Goal of the exercise: Return verbatim every line from the first line of the data below to the line that contains "find crop row", inclusive, and no further.

Materials provided:

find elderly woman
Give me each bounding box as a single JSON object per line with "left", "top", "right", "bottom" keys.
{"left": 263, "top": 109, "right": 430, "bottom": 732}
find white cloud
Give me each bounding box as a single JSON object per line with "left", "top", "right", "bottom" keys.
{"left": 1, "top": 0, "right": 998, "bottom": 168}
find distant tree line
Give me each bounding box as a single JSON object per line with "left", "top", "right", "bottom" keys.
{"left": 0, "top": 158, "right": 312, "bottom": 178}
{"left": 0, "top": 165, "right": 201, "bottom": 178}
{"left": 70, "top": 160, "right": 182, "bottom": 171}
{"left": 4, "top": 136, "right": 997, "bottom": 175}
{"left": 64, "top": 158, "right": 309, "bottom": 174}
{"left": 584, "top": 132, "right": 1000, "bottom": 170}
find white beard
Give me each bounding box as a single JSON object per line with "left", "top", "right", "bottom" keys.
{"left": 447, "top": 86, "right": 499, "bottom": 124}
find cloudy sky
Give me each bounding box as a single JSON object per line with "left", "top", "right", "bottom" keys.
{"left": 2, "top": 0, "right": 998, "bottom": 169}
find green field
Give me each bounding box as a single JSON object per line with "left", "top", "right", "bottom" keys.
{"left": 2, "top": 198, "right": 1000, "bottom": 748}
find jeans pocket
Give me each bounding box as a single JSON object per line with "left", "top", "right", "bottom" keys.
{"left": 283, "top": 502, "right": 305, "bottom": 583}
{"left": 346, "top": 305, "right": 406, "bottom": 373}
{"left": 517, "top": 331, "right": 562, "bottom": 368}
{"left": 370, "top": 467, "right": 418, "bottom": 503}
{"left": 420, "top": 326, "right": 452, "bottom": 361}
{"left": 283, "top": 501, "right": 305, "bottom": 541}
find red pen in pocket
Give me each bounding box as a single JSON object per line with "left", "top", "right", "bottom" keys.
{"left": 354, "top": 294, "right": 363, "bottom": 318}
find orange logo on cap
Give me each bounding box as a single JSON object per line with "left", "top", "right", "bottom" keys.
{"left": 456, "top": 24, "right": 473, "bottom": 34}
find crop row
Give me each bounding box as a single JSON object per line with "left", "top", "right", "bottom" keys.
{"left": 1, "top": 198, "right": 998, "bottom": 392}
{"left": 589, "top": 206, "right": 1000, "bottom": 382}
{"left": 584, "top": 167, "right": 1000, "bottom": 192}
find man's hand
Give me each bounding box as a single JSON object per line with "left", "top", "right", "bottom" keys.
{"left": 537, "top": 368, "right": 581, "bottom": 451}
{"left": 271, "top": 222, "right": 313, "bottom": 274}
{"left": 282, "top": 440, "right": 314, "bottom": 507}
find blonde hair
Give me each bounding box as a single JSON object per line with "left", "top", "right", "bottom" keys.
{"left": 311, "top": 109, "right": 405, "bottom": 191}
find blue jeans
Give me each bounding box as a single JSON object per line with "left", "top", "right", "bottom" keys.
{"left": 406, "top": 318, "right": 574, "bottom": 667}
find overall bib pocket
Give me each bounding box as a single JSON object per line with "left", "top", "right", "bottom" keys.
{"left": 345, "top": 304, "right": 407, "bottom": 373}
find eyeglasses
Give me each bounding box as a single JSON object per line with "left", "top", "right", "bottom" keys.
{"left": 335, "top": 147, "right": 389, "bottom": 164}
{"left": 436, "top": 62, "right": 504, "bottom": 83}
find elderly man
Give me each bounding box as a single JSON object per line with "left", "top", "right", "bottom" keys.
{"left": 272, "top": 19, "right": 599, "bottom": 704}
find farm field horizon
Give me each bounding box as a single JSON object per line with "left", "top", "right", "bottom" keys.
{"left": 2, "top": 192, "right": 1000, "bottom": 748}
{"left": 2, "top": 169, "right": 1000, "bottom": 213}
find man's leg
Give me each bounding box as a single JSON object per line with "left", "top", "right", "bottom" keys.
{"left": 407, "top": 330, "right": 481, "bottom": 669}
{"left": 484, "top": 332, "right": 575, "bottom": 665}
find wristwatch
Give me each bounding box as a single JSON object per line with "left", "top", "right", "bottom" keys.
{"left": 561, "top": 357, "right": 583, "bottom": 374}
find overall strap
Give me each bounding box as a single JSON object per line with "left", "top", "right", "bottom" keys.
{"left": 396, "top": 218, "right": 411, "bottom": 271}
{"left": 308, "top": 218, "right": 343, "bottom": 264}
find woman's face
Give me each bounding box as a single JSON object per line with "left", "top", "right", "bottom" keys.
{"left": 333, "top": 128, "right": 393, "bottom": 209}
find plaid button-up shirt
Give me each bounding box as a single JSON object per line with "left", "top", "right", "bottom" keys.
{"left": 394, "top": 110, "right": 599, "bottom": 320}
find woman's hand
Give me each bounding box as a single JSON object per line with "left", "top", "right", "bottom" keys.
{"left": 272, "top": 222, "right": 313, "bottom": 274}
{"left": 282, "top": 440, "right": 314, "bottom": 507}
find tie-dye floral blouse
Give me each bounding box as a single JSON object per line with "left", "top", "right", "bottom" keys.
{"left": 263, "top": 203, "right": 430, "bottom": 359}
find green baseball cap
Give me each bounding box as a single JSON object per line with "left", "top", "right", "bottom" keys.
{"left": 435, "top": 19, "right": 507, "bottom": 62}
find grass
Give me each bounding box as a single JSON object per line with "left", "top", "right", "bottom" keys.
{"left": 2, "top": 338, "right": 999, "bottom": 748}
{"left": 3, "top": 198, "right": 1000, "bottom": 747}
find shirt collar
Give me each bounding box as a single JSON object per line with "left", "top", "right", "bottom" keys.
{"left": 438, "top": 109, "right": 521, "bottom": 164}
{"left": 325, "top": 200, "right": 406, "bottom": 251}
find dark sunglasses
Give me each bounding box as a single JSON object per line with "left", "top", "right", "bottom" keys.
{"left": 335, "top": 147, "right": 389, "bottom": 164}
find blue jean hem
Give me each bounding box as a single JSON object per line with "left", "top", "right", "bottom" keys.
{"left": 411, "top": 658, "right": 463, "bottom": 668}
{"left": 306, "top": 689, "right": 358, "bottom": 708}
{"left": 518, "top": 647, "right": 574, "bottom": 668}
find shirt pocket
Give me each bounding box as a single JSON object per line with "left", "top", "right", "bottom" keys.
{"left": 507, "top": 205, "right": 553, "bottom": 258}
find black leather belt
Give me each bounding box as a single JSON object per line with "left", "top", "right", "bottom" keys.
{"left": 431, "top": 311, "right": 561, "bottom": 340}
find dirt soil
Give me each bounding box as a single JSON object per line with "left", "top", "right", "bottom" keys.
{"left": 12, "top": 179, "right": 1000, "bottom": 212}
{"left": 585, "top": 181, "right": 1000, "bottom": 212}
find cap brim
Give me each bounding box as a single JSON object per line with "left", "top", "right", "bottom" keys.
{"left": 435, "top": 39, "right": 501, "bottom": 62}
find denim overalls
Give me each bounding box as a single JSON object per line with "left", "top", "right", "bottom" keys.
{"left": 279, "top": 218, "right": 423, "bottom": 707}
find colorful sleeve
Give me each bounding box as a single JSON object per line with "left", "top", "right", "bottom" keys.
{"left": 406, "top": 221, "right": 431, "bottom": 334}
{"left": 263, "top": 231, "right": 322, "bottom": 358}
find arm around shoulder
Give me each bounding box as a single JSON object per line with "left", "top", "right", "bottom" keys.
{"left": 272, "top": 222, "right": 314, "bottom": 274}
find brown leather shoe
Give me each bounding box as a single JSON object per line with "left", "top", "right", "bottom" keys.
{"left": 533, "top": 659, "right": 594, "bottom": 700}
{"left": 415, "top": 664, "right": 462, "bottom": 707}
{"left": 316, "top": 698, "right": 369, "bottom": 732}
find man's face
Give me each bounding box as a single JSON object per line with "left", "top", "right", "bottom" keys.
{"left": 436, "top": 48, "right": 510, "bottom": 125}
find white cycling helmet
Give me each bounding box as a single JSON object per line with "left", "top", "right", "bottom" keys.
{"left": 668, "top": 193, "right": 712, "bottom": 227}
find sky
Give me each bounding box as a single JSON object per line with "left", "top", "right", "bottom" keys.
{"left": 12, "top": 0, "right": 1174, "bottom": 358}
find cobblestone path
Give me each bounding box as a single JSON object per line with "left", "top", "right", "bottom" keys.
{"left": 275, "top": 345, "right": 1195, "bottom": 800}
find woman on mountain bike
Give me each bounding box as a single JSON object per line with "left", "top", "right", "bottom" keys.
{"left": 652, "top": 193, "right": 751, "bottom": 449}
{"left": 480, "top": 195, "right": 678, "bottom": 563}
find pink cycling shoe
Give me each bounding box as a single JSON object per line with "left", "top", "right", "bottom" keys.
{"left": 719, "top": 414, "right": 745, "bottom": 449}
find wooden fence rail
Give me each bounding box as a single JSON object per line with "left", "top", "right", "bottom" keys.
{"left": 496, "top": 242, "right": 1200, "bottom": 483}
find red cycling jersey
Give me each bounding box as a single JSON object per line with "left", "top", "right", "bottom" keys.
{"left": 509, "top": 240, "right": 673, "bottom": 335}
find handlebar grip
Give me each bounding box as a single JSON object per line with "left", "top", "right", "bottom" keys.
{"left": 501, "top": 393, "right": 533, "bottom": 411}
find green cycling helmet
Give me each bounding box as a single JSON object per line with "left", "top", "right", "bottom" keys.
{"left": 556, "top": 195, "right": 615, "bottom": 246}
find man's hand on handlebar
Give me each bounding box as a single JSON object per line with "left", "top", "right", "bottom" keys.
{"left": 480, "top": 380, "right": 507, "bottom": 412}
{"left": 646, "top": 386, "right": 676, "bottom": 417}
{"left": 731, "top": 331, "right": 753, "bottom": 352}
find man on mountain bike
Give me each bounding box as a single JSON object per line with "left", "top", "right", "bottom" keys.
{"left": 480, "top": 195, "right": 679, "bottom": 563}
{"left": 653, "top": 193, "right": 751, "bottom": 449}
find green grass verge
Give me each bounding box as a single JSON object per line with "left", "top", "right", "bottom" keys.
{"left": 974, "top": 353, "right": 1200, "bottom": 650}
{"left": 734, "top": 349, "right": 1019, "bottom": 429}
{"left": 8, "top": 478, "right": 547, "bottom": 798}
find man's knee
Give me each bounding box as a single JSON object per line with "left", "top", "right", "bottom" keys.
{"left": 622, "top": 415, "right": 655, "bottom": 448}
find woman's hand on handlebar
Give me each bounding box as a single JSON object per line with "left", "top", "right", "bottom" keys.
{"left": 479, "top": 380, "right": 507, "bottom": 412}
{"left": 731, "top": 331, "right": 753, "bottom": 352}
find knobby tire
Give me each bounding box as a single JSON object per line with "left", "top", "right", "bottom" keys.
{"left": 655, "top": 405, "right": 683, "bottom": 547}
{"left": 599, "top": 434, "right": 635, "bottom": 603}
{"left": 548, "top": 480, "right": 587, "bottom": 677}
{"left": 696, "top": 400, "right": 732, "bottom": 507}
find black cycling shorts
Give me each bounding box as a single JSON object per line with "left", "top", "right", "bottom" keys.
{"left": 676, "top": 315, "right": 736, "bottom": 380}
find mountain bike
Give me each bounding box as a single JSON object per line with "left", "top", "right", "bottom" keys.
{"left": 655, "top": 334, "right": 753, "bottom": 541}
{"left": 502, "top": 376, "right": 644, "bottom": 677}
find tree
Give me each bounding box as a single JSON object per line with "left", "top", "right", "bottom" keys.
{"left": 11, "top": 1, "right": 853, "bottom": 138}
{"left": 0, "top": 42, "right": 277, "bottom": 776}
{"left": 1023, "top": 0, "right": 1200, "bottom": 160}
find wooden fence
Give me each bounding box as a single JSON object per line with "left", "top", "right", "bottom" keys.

Answer to this task:
find elderly woman
Give me each bounding box as a single JSON object per line with "left", "top", "right", "bottom" keys.
{"left": 263, "top": 109, "right": 430, "bottom": 732}
find white cloud
Give me each bounding box as a single JSON object per line with "left", "top", "right", "bottom" keys.
{"left": 1, "top": 0, "right": 998, "bottom": 168}
find distant tree line
Give me each bounding box as a single JSON object per line with "left", "top", "right", "bottom" keys.
{"left": 0, "top": 158, "right": 312, "bottom": 178}
{"left": 0, "top": 165, "right": 201, "bottom": 178}
{"left": 70, "top": 160, "right": 182, "bottom": 171}
{"left": 4, "top": 136, "right": 997, "bottom": 175}
{"left": 64, "top": 158, "right": 309, "bottom": 174}
{"left": 584, "top": 132, "right": 1000, "bottom": 170}
find white beard
Give me each bounding box as a single JSON object per line with "left", "top", "right", "bottom" keys.
{"left": 447, "top": 86, "right": 499, "bottom": 124}
find cloudy sky
Give me each bounding box as a single JSON object per line with "left", "top", "right", "bottom" keys.
{"left": 2, "top": 0, "right": 998, "bottom": 169}
find green field
Give me each bounding box as a single JSON object per line with "left", "top", "right", "bottom" keys.
{"left": 2, "top": 198, "right": 1000, "bottom": 748}
find jeans pocket
Give me each bounding box as a single JSON object per line with "left", "top", "right", "bottom" keys.
{"left": 283, "top": 502, "right": 305, "bottom": 583}
{"left": 346, "top": 305, "right": 406, "bottom": 373}
{"left": 517, "top": 331, "right": 562, "bottom": 368}
{"left": 370, "top": 467, "right": 418, "bottom": 503}
{"left": 420, "top": 326, "right": 452, "bottom": 361}
{"left": 283, "top": 501, "right": 305, "bottom": 541}
find red pen in pocket
Give me each bounding box as a single JSON object per line with "left", "top", "right", "bottom" keys.
{"left": 354, "top": 294, "right": 363, "bottom": 318}
find orange logo on cap
Give me each bounding box as a single JSON object per line with "left", "top", "right", "bottom" keys.
{"left": 456, "top": 24, "right": 473, "bottom": 34}
find crop row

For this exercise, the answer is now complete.